### Job
Format every line of the data below as a JSON list of strings, with one string per line and blank lines left out.

########################################

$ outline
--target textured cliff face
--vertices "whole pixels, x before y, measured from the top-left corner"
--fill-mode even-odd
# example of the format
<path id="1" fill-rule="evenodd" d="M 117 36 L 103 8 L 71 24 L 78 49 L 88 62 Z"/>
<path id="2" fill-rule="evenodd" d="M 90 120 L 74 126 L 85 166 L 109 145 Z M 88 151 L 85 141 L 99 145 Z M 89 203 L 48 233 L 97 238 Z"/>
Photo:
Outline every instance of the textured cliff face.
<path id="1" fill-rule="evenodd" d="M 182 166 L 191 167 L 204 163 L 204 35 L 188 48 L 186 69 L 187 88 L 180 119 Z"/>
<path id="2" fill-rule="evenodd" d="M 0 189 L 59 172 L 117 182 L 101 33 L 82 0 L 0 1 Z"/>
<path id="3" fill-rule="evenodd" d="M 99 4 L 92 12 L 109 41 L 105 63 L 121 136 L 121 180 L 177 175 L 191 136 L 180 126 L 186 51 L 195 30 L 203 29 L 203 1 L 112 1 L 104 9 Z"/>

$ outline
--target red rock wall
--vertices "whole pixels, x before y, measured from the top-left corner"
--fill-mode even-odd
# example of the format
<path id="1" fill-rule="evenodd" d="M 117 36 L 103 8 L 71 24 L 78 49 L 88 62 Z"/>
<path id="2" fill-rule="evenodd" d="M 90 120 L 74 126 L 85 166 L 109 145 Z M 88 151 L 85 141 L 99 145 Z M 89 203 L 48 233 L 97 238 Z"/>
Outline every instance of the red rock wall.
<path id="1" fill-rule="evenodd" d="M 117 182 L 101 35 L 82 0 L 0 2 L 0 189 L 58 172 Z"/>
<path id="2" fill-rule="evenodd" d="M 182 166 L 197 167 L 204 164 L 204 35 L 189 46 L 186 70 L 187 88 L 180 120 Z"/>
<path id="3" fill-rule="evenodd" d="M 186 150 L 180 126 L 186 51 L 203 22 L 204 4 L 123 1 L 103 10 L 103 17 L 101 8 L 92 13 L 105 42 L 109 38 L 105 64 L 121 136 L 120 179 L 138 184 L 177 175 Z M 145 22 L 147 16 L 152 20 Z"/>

########################################

### Right answer
[
  "$ outline",
  "--target textured cliff face",
  "--vertices \"whole pixels, x before y, measured from the top-left corner\"",
  "--fill-mode even-odd",
  "# example of the format",
  "<path id=\"1\" fill-rule=\"evenodd\" d=\"M 117 36 L 103 8 L 71 24 L 78 49 L 88 62 Z\"/>",
  "<path id=\"2\" fill-rule=\"evenodd\" d=\"M 90 120 L 74 126 L 85 166 L 109 145 Z M 88 151 L 85 141 L 99 145 Z M 89 203 L 48 233 L 97 238 Z\"/>",
  "Photo:",
  "Outline every instance of the textured cliff face.",
  "<path id=\"1\" fill-rule=\"evenodd\" d=\"M 182 166 L 191 167 L 204 163 L 204 35 L 188 48 L 186 69 L 187 88 L 180 119 Z\"/>",
  "<path id=\"2\" fill-rule=\"evenodd\" d=\"M 0 189 L 59 172 L 117 182 L 101 33 L 82 0 L 0 1 Z\"/>",
  "<path id=\"3\" fill-rule=\"evenodd\" d=\"M 99 4 L 92 12 L 109 41 L 105 63 L 121 136 L 121 180 L 177 175 L 191 136 L 180 126 L 186 51 L 195 30 L 203 29 L 203 1 L 112 1 L 104 9 Z\"/>",
  "$ outline",
  "--target red rock wall",
  "--vertices \"whole pixels, x before y, measured from the top-left corner\"",
  "--fill-mode even-odd",
  "# example of the format",
  "<path id=\"1\" fill-rule=\"evenodd\" d=\"M 117 36 L 103 8 L 71 24 L 78 49 L 88 62 Z\"/>",
  "<path id=\"2\" fill-rule=\"evenodd\" d=\"M 90 120 L 74 126 L 85 166 L 109 145 Z M 88 151 L 85 141 L 99 145 Z M 89 203 L 48 233 L 97 238 Z\"/>",
  "Outline every instance of the red rock wall.",
  "<path id=\"1\" fill-rule=\"evenodd\" d=\"M 117 182 L 101 35 L 82 0 L 0 2 L 0 189 L 58 172 Z\"/>",
  "<path id=\"2\" fill-rule=\"evenodd\" d=\"M 182 166 L 197 167 L 204 164 L 204 35 L 189 46 L 186 70 L 187 88 L 180 120 Z\"/>",
  "<path id=\"3\" fill-rule=\"evenodd\" d=\"M 186 150 L 180 126 L 186 51 L 203 22 L 204 4 L 123 1 L 103 10 L 103 17 L 101 8 L 92 13 L 105 42 L 109 38 L 105 64 L 121 136 L 120 179 L 138 184 L 177 175 Z M 145 22 L 147 16 L 152 20 Z\"/>"
]